Nüfus sayımlarının kesin sonuçları açıklandı ya, yapılan yorumlar yine ülkenin iradesine yönelik yapılıyor.
Ne yazık ki bunca geçen seneye rağmen halen bu tartışmaların yapılması, hem de bazı insanların aşağılayarak ve rencide edilerek yapılması üzücüdür.
Olay tabi ki tamamen siyasi!
Biraz da siyasi rant meselesi!
Bunun için ülkede yaşayan bir takım insanlar kendine ‘orijinal Kıbrıslı’derken, doğal olarak da diğer kısım ‘çakma Kıbrıslı’ oluyor…

Geçtiğimiz haftalarda Dipkarpaz’da Güney Doğu Anadolu kökenli bir aile ile uzunca süre sohbet etme imkanı buldum.
Çok da etkilendim…
35 yıl önce gelmişler bu ülkeye ve devletin kaynaklarının en az gittiği bölgeye yerleşmişler.
Ne acıdır ki doğdukları kent nedeniyle uzunca bir süre de dışlanmışlar.
Devletin kapıları hep kapanmış yüzlerine.
11 kişilik aileden şu anda tek bir kişi devlet kurumlarında çalışmıyor.
İtilmişler, kakılmışlar yani!
Ama dikkat ediyorum sohbette her on dakikada bir söyledikleri ‘biz Kıbrıslıyız’ oluyor!
Etkilenmemek elde değil…

Nüfus sayımlarının kesin sonuçlarının açıklanmasından sonra en keskin yorumlar yapılmaya başlandı ya, vatandaş da bunları sessiz ama çok yakından takip ediyor.
Yorum yapmayı da eksik etmiyor.
İşte adı bizde mahfuz olan bir okuyucunun bu konuda bizimle paylaştıkları;

“Abartı yalan seviyesine ulaşmadıkça bir yere kadar makul karşılanabilir. Ama bu kadarına da pes doğrusu… Mutlaka duymuş ya da okumuşsunuzdur.
Hatırlatalım.
“Nüfusumuz bir milyonu geçti”
“Türkiye nüfus taşıyarak, vatandaş yaparak irademizi elimizden alıyor”
“Türkiyeli seçmen çoğunlukta”
“Türkiye’den gelen paralar, kendi vatandaşlarına gidiyor, yetmiyor.”
Sokakta kiminle nüfus konusu konuşulsa aynı nakarat.
Bir başka slogan, “Girne trafiği İstanbul’u geçti.”
“Bunu söyleyen, İstanbul’a adım basmadı herhalde” diyoruz içimizden ama inanarak söylüyorlar. İnönü stadında konsere götürsek, “Kıyamet koptu, mahşer yerine geldik, nüfus bilmem kaç milyar” diyecek.
···
Görev amacı
Nüfus sayımı üzerine yazının "Nüfus sayımlarının kesin sonuçlarının" sözleriyle açılıp "Hatırlatalım." ile kapanan bölümünü düzenleyerek yeniden yazın ve bu bölümde "okuyucunun" yerine "dinleyicinin" kullanın.

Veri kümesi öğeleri
···
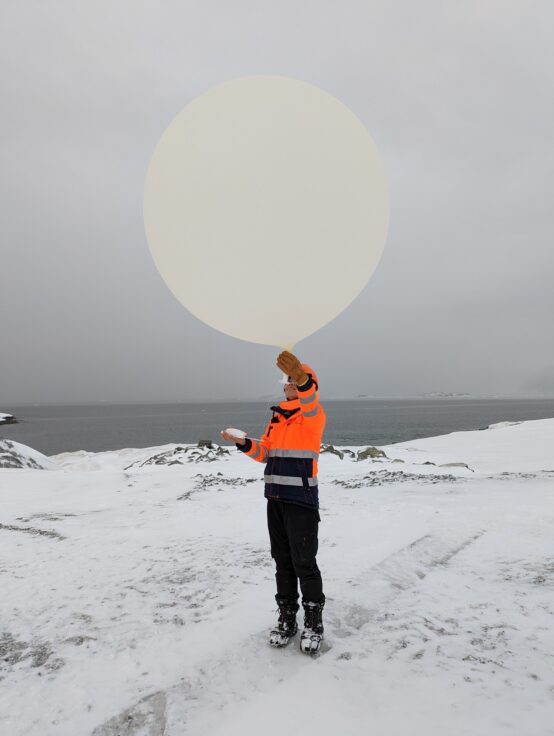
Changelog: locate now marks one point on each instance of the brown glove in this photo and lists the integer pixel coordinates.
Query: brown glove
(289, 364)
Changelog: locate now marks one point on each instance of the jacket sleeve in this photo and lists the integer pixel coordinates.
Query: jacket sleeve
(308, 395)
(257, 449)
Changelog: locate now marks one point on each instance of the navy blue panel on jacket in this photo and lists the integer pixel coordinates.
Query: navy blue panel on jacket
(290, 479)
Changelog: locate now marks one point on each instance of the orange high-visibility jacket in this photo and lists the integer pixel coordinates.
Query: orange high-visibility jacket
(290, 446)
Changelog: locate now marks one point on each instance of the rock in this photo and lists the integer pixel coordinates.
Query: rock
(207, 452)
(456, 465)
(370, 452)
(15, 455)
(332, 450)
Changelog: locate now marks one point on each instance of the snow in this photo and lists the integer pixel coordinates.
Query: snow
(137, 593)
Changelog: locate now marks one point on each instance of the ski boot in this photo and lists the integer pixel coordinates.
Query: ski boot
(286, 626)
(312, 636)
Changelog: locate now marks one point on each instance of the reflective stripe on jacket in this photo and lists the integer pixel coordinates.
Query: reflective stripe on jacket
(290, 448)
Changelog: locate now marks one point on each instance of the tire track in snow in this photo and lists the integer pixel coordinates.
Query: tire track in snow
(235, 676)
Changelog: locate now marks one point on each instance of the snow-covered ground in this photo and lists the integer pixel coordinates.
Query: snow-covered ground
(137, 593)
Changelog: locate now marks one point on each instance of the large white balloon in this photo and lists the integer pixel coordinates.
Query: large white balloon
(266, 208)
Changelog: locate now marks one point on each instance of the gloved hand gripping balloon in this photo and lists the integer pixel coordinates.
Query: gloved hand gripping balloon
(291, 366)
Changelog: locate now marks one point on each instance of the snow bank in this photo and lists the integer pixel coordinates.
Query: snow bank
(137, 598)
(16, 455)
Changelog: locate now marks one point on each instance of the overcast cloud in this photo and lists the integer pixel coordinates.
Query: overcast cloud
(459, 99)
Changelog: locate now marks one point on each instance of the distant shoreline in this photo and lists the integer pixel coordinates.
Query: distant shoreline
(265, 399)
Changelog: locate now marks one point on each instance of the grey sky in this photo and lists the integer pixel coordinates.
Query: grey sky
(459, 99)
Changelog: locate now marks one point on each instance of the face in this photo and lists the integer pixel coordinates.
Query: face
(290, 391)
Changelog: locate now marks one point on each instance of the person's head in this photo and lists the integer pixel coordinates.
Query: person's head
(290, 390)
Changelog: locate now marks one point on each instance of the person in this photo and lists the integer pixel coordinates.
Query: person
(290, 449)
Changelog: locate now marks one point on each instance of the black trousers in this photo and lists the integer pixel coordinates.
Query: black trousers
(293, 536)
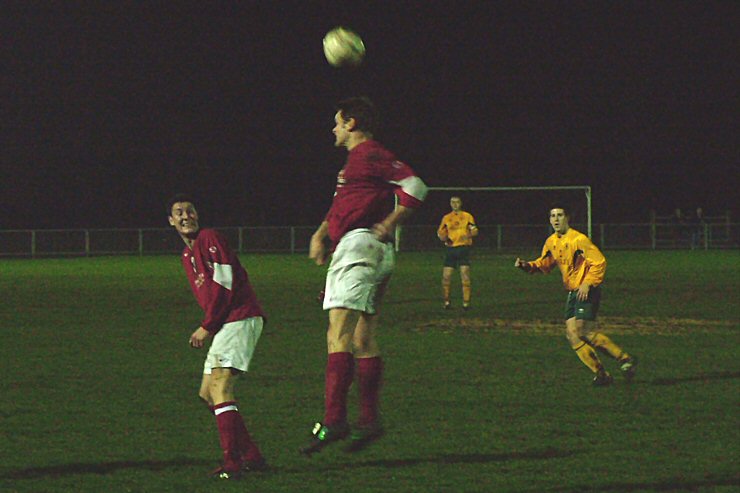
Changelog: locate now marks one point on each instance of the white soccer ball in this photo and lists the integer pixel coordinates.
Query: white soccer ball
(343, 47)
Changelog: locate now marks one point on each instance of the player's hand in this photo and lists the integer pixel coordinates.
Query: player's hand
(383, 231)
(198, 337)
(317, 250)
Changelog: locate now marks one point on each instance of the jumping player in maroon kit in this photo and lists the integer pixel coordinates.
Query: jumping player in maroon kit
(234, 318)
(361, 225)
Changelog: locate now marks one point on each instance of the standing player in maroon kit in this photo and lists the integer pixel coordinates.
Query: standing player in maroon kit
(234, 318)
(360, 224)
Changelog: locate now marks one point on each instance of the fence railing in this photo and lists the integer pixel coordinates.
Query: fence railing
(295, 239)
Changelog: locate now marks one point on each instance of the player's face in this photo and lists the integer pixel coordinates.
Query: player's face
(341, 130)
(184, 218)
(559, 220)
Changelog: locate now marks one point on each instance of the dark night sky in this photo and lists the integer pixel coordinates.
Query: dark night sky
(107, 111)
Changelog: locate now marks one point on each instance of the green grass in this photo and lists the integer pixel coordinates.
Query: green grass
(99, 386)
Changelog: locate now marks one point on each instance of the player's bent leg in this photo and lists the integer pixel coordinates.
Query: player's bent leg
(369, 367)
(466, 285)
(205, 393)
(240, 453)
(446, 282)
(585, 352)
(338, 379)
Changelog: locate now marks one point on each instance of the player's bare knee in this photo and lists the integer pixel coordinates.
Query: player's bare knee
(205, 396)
···
Nihai sonuç
Nüfus sayımlarının kesin sonuçlarının açıklanmasından sonra en keskin yorumlar yapılmaya başlandı ya, vatandaş da bunları sessiz ama çok yakından takip ediyor.
Yorum yapmayı da eksik etmiyor.
İşte adı bizde mahfuz olan bir dinleyicinin bu konuda bizimle paylaştıkları;

“Abartı yalan seviyesine ulaşmadıkça bir yere kadar makul karşılanabilir. Ama bu kadarına da pes doğrusu… Mutlaka duymuş ya da okumuşsunuzdur.
Hatırlatalım.